**Aim of the task**:
Locate the line with "Guideline: one marker per instance of the chair, placed" in the material. Copy that line and each one after it, through the last, exactly and with nothing else.

[Pointing dataset excerpts]
»»
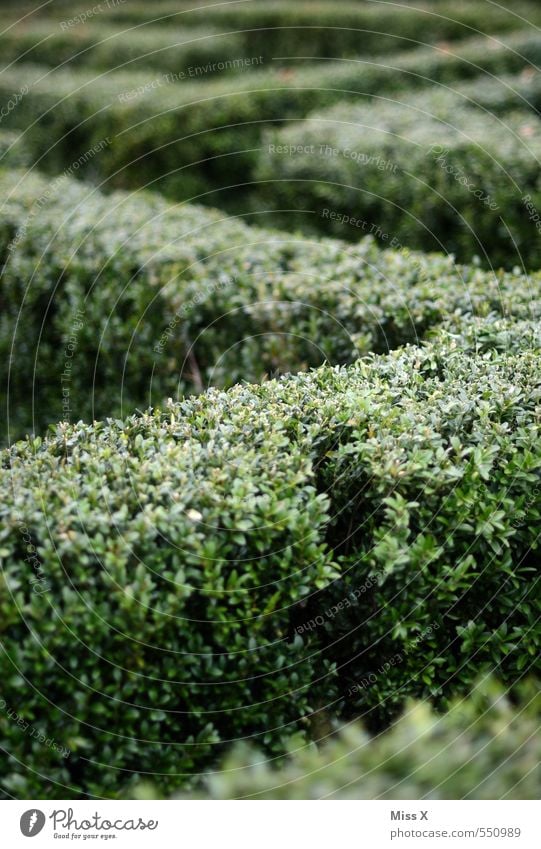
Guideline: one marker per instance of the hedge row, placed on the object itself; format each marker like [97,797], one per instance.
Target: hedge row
[332,29]
[483,748]
[432,172]
[185,54]
[203,137]
[279,30]
[252,564]
[13,152]
[115,302]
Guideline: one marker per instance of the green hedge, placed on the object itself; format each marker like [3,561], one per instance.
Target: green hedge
[186,54]
[485,747]
[204,137]
[441,171]
[13,152]
[332,29]
[164,577]
[115,302]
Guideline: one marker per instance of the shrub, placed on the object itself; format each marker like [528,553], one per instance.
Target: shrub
[13,152]
[337,28]
[145,606]
[186,560]
[183,53]
[117,302]
[181,137]
[483,748]
[431,171]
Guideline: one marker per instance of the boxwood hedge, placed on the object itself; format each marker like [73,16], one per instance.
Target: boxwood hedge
[437,171]
[339,28]
[256,562]
[331,30]
[13,151]
[183,53]
[183,135]
[485,747]
[115,302]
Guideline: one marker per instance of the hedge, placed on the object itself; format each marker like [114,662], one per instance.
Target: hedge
[164,577]
[485,747]
[13,152]
[336,28]
[186,54]
[115,302]
[432,171]
[331,30]
[204,137]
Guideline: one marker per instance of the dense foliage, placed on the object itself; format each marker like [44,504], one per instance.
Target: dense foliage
[437,171]
[484,748]
[273,486]
[195,136]
[115,302]
[326,544]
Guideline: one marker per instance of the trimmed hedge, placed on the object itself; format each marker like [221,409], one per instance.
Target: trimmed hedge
[13,151]
[116,302]
[203,138]
[433,171]
[186,54]
[483,748]
[148,563]
[332,29]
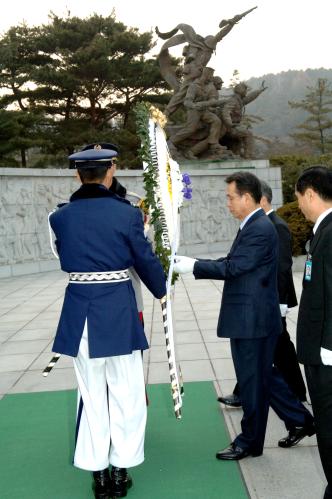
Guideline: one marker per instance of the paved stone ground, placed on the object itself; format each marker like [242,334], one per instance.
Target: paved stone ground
[29,310]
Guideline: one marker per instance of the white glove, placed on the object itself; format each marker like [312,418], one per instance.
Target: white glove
[326,356]
[184,264]
[283,309]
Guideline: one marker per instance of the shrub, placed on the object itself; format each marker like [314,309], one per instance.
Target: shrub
[300,228]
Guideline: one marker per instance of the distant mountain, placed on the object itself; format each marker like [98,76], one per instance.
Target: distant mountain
[272,105]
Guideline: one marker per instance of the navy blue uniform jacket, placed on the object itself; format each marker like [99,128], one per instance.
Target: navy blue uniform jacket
[250,303]
[98,232]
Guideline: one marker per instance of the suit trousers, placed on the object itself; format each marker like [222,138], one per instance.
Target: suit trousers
[111,415]
[319,379]
[285,359]
[261,385]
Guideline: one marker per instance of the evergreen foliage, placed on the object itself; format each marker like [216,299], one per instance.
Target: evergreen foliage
[317,128]
[291,168]
[300,228]
[79,79]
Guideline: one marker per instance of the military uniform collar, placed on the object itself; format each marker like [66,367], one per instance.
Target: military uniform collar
[88,191]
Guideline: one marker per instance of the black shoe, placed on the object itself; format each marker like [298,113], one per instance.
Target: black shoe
[102,484]
[232,453]
[120,481]
[295,435]
[231,400]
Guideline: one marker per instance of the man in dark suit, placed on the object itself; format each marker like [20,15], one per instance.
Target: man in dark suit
[314,327]
[250,317]
[99,236]
[285,358]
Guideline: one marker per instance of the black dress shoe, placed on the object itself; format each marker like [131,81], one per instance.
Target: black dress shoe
[295,435]
[120,482]
[102,484]
[232,453]
[231,400]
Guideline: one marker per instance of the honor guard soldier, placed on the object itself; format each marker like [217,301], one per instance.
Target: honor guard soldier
[99,236]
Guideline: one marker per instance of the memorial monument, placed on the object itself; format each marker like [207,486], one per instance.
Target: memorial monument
[213,126]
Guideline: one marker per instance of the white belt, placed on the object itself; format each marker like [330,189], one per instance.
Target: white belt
[99,277]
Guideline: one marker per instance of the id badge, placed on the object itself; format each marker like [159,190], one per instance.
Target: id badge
[308,270]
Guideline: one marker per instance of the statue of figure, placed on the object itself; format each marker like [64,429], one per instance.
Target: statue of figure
[200,95]
[197,54]
[237,136]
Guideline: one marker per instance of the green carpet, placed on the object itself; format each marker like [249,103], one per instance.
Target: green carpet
[36,444]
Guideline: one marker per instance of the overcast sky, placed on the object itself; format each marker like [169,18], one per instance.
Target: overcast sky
[279,35]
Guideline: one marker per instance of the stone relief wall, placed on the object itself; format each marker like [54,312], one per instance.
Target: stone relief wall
[28,196]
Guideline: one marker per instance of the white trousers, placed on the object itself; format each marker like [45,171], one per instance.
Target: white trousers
[111,413]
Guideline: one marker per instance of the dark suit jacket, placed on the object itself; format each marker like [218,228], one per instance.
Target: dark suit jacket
[286,287]
[250,303]
[314,326]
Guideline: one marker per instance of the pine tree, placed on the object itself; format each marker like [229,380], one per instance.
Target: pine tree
[317,128]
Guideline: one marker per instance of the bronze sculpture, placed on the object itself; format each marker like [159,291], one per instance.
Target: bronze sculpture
[213,128]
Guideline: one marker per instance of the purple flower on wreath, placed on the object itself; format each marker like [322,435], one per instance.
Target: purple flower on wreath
[187,191]
[186,178]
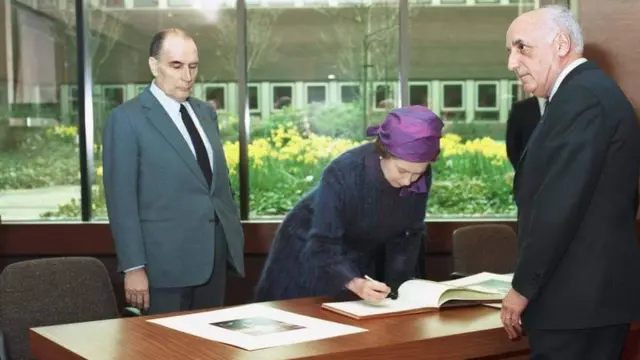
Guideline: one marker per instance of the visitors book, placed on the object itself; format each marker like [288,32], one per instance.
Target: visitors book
[419,295]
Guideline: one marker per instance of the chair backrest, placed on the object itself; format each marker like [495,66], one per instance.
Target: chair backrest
[487,247]
[51,291]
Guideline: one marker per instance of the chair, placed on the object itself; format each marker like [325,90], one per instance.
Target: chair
[51,291]
[488,247]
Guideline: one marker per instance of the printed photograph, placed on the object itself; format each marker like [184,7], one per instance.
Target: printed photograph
[256,326]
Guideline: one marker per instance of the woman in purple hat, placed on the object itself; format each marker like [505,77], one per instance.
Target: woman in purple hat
[365,217]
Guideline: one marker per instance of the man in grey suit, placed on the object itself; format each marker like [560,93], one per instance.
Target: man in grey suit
[173,218]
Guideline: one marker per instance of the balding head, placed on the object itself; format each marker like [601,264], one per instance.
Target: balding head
[173,60]
[541,43]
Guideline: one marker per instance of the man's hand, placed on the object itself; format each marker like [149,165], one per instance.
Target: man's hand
[512,307]
[369,290]
[136,288]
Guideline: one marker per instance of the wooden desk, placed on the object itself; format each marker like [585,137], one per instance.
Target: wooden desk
[450,334]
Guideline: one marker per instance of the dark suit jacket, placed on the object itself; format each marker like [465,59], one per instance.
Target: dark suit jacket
[575,188]
[162,212]
[523,118]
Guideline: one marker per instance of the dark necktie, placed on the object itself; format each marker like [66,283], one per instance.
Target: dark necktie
[198,145]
««
**Written solution**:
Guideline: one marker per instance of the chair, placed on the object itself; format each marker like [325,90], one per instance.
Target: chair
[51,291]
[488,247]
Guideline: one marker per instance of the printed photograph, placed on the object itself; format each marker like [184,7], one per instance.
Target: printed photograph
[256,326]
Guideline: one marker per instance of the woman in purple hat, placed on the object itself; format each marker like [505,77], one per instance.
Target: woman in purple hat
[365,217]
Guideline: one marker per instance of the man in grey suit, placed on the object itself; format each marker like [560,93], one per instance.
Target: man in grey suit
[173,218]
Guideline: one marker per instance of the balding head, placed on the object itself; format each marker like [601,264], one per instance.
Target: balding head
[173,60]
[541,43]
Guideline: one marker per instance of the man's hand, placed on the object itself; format each marker like [149,165], one per instance.
Target: man's hand
[512,307]
[369,290]
[136,288]
Guideline: one marker per instance of the wooden desk, placed on the object itself; format each marker like [585,137], one per instance.
Target: wooden desk
[450,334]
Guideline: one marker per instance of the dark suit jacket, placed on the object itself; format each marker like [465,59], one per instance.
Target: dark suit jacket
[575,188]
[162,212]
[523,118]
Guideline: one marker per instance of the dark necktie, placed on the object itself; format each marker like [66,283], one per instance.
Target: dark necktie
[198,145]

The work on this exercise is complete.